— Task directions —
Render the records from the line containing "Where can you spot the gravel ground", inclusive, through the final line of the records as a JSON list of strings, with one string per line and any blank lines omitted.

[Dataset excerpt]
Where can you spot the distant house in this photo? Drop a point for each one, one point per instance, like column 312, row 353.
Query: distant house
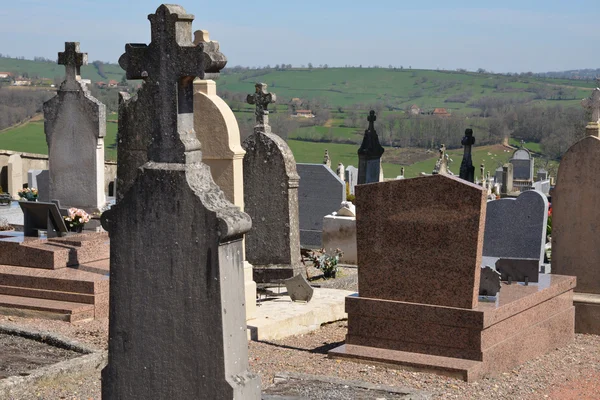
column 441, row 112
column 415, row 110
column 22, row 82
column 304, row 114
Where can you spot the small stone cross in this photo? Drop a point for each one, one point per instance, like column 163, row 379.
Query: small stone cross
column 72, row 59
column 372, row 118
column 261, row 99
column 169, row 65
column 593, row 103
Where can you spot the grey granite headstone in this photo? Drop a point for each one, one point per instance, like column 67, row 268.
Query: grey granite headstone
column 320, row 193
column 270, row 198
column 75, row 127
column 369, row 154
column 299, row 289
column 352, row 178
column 523, row 164
column 516, row 228
column 177, row 317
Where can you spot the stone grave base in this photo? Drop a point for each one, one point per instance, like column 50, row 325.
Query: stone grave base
column 523, row 323
column 275, row 272
column 587, row 313
column 281, row 317
column 54, row 253
column 65, row 278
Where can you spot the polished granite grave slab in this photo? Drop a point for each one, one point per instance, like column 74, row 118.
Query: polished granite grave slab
column 52, row 253
column 524, row 322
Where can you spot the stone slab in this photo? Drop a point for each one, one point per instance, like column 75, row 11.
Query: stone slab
column 516, row 228
column 54, row 253
column 576, row 216
column 320, row 193
column 281, row 317
column 415, row 213
column 587, row 313
column 555, row 331
column 340, row 233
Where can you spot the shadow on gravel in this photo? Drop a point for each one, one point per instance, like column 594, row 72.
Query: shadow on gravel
column 324, row 349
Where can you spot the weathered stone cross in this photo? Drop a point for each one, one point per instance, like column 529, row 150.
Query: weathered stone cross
column 168, row 66
column 72, row 59
column 372, row 118
column 261, row 98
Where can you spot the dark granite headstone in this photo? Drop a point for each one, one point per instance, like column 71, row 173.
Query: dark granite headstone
column 42, row 216
column 270, row 198
column 320, row 193
column 177, row 315
column 467, row 170
column 516, row 228
column 369, row 154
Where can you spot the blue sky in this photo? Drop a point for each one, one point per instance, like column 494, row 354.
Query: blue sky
column 511, row 36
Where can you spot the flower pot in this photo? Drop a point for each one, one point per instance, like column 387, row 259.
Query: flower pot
column 76, row 228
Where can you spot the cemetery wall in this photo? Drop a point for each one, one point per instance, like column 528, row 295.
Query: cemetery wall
column 40, row 161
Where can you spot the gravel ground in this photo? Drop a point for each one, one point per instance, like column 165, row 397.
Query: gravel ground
column 572, row 372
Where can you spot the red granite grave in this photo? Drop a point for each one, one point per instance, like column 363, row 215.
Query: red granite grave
column 419, row 254
column 59, row 278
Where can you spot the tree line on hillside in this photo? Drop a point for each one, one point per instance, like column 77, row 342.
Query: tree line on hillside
column 19, row 105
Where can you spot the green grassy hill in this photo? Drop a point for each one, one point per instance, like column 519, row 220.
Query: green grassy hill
column 400, row 88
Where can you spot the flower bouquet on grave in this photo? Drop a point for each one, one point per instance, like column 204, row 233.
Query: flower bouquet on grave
column 76, row 219
column 28, row 194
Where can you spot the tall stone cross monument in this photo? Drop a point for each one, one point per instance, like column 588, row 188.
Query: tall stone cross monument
column 369, row 154
column 75, row 127
column 177, row 315
column 467, row 170
column 592, row 103
column 271, row 198
column 261, row 99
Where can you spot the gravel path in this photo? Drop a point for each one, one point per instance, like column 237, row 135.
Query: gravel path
column 572, row 372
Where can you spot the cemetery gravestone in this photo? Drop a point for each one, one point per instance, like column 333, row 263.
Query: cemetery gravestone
column 351, row 174
column 467, row 170
column 419, row 251
column 15, row 175
column 270, row 198
column 575, row 221
column 516, row 227
column 320, row 193
column 75, row 127
column 160, row 345
column 369, row 154
column 218, row 132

— Response —
[
  "Where can you spot the gravel ground in this photo? Drop a point for each one, one point per instance, like column 165, row 397.",
  "Query: gravel ground",
  "column 572, row 372",
  "Where can you spot the red granite grave in this photo? Drop a point for each one, one point per instance, like column 363, row 215.",
  "Query: red granite grave",
  "column 419, row 254",
  "column 59, row 278",
  "Where can you spot the tree line on hillside in this photo? Drop a point for each one, one point per instance, like column 77, row 342.",
  "Query: tree line on hillside",
  "column 19, row 105",
  "Where can you spot the green grassy hill in this photo? Drop a point for each one, one point per instance, like column 519, row 220.",
  "Query: green grassy hill",
  "column 400, row 88",
  "Where can you spot the flower bouquet on grave in this photo? Drop a point for each one, one point per instance, like column 204, row 233.",
  "Query: flower bouquet on grave",
  "column 76, row 219",
  "column 28, row 194",
  "Where can you spot the tall stone cross monument in this photo? Drop a point for each one, one point per instance, like column 588, row 188.",
  "Query: tall stone cross monument",
  "column 369, row 154",
  "column 75, row 127",
  "column 177, row 315",
  "column 467, row 170",
  "column 592, row 103",
  "column 271, row 198",
  "column 261, row 99",
  "Where can you spot the gravel path in this photo? Drop a point for each one, one point per instance, like column 237, row 135.",
  "Query: gravel path",
  "column 572, row 372",
  "Where can you spot the cemetery gravestone in this photo? Drop a point for each one, one point per instance, like column 333, row 263.",
  "Query: cemetery gravestone",
  "column 351, row 174",
  "column 467, row 170",
  "column 419, row 251",
  "column 15, row 175",
  "column 270, row 198",
  "column 575, row 221",
  "column 516, row 227",
  "column 320, row 193",
  "column 75, row 127",
  "column 160, row 345",
  "column 369, row 154",
  "column 218, row 132"
]